SOURCE:

----------

Comme dans le premier volume, l’intrigue alterne deux fils narratifs : la vie de Mikio et les extraits de Dark Walker – lesquels sont toutefois moins nombreux que dans le tome précédent – que l’on attend presque avec impatience tant la tension est omniprésente ! Le manga compare à nouveau la situation au Japon et la situation des comics aux États-Unis : c’est donc avec anxiété que Mikio arrive à l’audience, échaudé par l’histoire d’un auteur de comics déclaré nocif et retiré du marché éditorial…

Plus que la censure des média, Tetsuya Tsutsui met en évidence l’hypocrisie d’une société – qui ressemble à s’y méprendre à la nôtre, finalement… – qui préfère trouver un bouc-émissaire facile (les mangas, les films, les romans policier, le metal, les jeux vidéos – rayez la mention inutile !), plutôt que d’analyser ses travers et erreurs et de se remettre en question. On pourrait, dans un premier temps, penser que l’auteur nous offrirait une conclusion positive mais raté. La tension va croissante et Tetsuya Tsutsui termine sur un point d’orgue terrifiant. Difficile, une fois la dernière page tournée, de ne pas se demander ce qui pourrait nous arriver. D’ailleurs, on peut se demander si le manga ne flirte pas avec le récit d’anticipation.

----------

DONNÉES FOURNIES:
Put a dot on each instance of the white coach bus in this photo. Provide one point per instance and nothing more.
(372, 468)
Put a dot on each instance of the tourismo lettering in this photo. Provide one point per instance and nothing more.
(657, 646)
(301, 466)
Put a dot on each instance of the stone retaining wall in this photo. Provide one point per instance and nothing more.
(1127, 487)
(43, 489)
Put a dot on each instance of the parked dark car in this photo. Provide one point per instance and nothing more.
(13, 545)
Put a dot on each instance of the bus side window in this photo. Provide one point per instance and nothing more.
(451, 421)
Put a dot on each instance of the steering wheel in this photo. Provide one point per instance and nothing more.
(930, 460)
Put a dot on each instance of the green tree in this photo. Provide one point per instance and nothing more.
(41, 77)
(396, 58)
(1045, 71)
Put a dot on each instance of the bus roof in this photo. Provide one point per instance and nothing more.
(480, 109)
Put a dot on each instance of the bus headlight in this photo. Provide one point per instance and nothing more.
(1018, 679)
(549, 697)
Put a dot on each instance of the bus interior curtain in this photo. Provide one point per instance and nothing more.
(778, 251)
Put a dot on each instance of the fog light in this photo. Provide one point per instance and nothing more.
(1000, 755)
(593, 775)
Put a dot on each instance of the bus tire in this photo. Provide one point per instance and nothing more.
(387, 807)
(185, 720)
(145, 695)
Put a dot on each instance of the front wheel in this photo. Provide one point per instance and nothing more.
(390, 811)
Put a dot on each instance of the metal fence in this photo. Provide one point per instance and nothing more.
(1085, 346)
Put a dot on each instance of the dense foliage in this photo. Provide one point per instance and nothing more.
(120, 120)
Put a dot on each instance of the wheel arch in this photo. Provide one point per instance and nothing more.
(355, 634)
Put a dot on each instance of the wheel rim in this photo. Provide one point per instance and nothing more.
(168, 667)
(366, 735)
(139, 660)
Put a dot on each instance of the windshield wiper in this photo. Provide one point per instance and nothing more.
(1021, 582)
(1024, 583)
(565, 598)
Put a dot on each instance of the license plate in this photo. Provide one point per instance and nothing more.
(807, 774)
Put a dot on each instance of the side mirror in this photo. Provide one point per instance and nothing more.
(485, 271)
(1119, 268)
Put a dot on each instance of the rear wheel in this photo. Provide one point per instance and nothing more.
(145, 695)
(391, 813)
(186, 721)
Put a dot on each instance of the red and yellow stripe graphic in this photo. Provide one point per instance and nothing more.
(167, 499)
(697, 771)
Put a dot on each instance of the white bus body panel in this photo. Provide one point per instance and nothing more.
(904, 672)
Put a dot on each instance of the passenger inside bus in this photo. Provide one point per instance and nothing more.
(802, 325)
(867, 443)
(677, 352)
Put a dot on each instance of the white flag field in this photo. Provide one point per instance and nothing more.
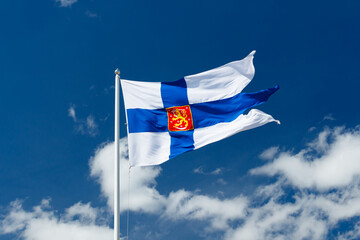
(165, 119)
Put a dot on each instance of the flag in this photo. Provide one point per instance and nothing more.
(165, 119)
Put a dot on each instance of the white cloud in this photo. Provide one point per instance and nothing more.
(269, 153)
(187, 205)
(144, 196)
(319, 198)
(71, 112)
(332, 161)
(329, 117)
(42, 223)
(200, 170)
(66, 3)
(85, 127)
(91, 126)
(91, 14)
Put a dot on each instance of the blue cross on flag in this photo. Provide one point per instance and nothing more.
(166, 119)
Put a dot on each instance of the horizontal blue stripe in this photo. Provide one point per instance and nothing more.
(174, 93)
(181, 142)
(203, 114)
(146, 120)
(226, 110)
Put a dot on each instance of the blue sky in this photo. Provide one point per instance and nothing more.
(297, 180)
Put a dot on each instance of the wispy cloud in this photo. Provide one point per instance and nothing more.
(71, 112)
(200, 170)
(80, 221)
(66, 3)
(329, 117)
(86, 126)
(324, 180)
(91, 14)
(269, 153)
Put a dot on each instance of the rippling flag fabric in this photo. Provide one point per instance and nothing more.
(165, 119)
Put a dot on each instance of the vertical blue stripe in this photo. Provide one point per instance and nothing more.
(175, 94)
(182, 141)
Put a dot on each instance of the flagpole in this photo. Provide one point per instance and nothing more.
(117, 160)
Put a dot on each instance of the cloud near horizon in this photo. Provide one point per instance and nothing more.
(320, 197)
(66, 3)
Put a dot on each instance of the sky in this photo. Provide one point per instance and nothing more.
(297, 180)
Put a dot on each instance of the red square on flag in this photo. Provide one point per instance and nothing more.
(180, 118)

----------

PROBLÈME POSÉ: D'après la source, quels deux fils narratifs alternent dans l'intrigue ?

RÉPONSE RÉDIGÉE: La vie de Mikio et les extraits de Dark Walker.